Appointed and paid officials with the Arkansas Highway & Transportation Department got an earful again about the importance of funding and building Interstate 49 through western Arkansas.
The earful came courtesy of the second day of a joint meeting in Fort Smith of the Arkansas House Interim Committee on Public Transportation and the Senate Interim Committee on Transportation, Technology and Legislative Affairs.
Committee members first met Wednesday (Mar. 17) at the University of Arkansas at Fort Smith to hear from Mat Pitsch about the potential of the recently formed Regional Intermodal Transportation Authority. The connection of the authority to I-49 was stressed during that meeting, according to this report from the Times Record.
I-49 would create a north-south interchange in the Fort Smith area with a major east-west interstate (I-40). This interchange would connect the commercial hubs of New Orleans and Kansas City with numerous hubs of commerce stretching between the Atlantic and Pacific Oceans. All that stands in the way of this interstate reality is several small segments at the Arkansas-Louisiana and Arkansas Missouri borders and a large 185-mile segment between Texarkana and Fort Smith that posts a price tag of between $3 billion-$4 billion.
The Thursday meeting was held at Graphic Packaging, one of the modern manufacturing plants to be located at Chaffee Crossing in the past five years. About 45 were in attendance, including legislators and legislative staff.
Ivy Owen, executive director of the Fort Chaffee Redevelopment Authority, presented the 11 legislators gathered and Arkansas Highway Commission Dick Trammel with more than 670 names of people who signed a petition calling for the completion of I-49 between Canada and New Orleans. The online petition gathered the signatures between Mar. 12-18. While most signatures were from the Fort Smith area, there were several from Northwest Arkansas and a few from as far away as Oklahoma City and Las Vegas.
Trammel and Frank Vozel, deputy director of the AH&TD, also heard from Patrick Combs about the importance of I-49 to Graphic Packaging. Combs, plant manager of the Fort Smith plant that employs about 420, said the plant ships out about 25 truckloads a day of finished product, and brings in 18-20 trucks a day of raw materials. Much of the raw material, he said, comes from Louisiana.

- Entries pointing to named objects -
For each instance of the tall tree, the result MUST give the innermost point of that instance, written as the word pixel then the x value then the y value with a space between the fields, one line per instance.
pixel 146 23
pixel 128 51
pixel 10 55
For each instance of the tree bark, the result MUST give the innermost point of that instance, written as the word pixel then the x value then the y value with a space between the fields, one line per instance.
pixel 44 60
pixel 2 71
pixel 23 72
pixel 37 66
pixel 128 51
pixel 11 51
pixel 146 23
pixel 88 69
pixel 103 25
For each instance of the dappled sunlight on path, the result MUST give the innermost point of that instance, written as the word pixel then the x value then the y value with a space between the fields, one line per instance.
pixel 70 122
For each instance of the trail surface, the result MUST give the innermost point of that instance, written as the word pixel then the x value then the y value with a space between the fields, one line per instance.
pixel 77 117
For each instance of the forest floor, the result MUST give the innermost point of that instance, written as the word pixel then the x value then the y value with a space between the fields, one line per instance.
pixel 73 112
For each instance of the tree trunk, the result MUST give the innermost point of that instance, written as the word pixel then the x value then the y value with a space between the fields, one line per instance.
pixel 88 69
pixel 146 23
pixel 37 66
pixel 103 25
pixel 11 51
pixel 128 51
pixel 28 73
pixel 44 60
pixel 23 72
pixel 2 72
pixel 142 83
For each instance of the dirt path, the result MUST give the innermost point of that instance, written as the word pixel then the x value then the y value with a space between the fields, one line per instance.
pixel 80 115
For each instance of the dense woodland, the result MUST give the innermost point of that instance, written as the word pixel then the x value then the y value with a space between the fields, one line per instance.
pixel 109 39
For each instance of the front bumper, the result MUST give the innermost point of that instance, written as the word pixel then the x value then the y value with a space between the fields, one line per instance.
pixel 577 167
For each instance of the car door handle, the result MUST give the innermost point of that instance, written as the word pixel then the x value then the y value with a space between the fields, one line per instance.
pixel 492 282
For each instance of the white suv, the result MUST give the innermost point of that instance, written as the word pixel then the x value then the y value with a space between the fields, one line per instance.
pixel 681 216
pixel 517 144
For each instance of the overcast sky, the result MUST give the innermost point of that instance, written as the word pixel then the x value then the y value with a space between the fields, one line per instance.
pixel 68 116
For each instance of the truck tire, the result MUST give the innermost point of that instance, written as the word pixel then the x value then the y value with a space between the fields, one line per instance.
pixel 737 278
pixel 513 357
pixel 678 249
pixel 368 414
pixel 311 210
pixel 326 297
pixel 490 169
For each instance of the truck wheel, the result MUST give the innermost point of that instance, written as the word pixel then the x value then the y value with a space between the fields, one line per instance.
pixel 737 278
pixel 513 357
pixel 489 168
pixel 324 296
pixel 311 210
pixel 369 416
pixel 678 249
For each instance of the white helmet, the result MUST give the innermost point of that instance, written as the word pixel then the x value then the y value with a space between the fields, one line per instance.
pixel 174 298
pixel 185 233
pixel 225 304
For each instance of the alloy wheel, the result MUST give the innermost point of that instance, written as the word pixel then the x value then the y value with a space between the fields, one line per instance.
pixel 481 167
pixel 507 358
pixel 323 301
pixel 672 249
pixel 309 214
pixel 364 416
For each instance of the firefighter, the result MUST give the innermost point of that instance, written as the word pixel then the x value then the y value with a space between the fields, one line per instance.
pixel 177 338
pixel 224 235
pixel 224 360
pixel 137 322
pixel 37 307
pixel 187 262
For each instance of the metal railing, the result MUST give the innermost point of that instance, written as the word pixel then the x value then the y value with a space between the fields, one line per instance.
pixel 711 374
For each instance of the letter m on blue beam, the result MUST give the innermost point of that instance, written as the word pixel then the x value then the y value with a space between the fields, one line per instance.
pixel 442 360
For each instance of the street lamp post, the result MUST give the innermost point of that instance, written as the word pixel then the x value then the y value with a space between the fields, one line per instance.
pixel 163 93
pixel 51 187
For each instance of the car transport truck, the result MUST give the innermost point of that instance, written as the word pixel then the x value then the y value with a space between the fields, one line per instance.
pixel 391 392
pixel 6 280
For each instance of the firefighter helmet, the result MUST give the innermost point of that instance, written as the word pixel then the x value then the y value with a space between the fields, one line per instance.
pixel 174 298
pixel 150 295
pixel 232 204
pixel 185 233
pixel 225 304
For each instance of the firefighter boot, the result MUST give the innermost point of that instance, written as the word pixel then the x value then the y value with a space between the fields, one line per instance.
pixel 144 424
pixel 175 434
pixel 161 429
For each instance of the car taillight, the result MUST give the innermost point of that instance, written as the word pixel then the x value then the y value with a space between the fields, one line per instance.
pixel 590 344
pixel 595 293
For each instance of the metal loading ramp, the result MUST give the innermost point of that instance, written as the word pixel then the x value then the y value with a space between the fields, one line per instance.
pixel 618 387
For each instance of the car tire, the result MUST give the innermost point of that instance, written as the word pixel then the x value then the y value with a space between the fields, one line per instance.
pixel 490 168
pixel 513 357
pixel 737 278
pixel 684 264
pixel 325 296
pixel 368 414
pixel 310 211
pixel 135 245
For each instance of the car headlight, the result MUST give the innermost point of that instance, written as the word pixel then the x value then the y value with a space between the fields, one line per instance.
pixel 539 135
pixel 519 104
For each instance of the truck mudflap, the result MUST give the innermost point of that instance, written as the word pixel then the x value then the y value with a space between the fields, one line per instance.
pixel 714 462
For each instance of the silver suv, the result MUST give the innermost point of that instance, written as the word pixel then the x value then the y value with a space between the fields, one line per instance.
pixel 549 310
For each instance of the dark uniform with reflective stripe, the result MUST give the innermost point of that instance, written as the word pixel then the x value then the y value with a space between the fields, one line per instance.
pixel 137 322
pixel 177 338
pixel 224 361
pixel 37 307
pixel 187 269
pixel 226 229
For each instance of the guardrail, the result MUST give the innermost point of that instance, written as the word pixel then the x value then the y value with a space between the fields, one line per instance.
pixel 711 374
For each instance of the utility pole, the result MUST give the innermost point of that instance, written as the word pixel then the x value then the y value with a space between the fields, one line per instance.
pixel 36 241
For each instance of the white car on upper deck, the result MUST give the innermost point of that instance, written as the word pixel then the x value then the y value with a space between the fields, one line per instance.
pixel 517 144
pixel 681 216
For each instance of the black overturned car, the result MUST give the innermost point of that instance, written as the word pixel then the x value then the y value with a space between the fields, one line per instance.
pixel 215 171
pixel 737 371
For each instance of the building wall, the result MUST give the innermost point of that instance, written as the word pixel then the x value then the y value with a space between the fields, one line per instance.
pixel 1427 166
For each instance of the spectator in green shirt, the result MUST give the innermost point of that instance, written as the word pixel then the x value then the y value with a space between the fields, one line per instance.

- TO DO -
(1) List every person named in the Interstate 49 article.
(2) Continue the Interstate 49 article past its final sentence.

- SOLVED PROBLEMS -
(1) Mat Pitsch, Ivy Owen, Dick Trammel, Frank Vozel, Patrick Combs

(2)
“Freight is a really big piece of the (profit) puzzle,” Combs explained. “I-49 would greatly reduce those freight costs.”
Michael Milton, a member of the FCRA board and employee of Mars Petcare, said I-49 “would be a big benefit” to a company also spending a lot on shipping costs. Mars, the next door manufacturing neighbor to Graphic Packaging, employs 50 in the production of specialized dog food, and will employ more than 150 when the newly opened plant is fully operational.
Rep. Tracy Pennartz, D-Fort Smith, reminded Trammel of the request by several public and private groups in the area to arrange an Arkansas Highway Commission meeting in Fort Smith.
“I’m doing my best to get them here,” Trammel responded, adding that the other four members of the commission are aware of the request and have agreed to begin holding some of their meetings away from Little Rock.
Vozel, the No. 2 paid staffer at AH&TD, said the department is “definitely committed” to building the section of I-49 that connects from Arkansas 22 in Barling to U.S. 71 South north of Greenwood. That section would create a commercial loop around Barling and Fort Smith, but would remain disconnected from I-40 and I-540 between Alma and Fayetteville
“That’s in our program,” Vozel told the legislators and audience.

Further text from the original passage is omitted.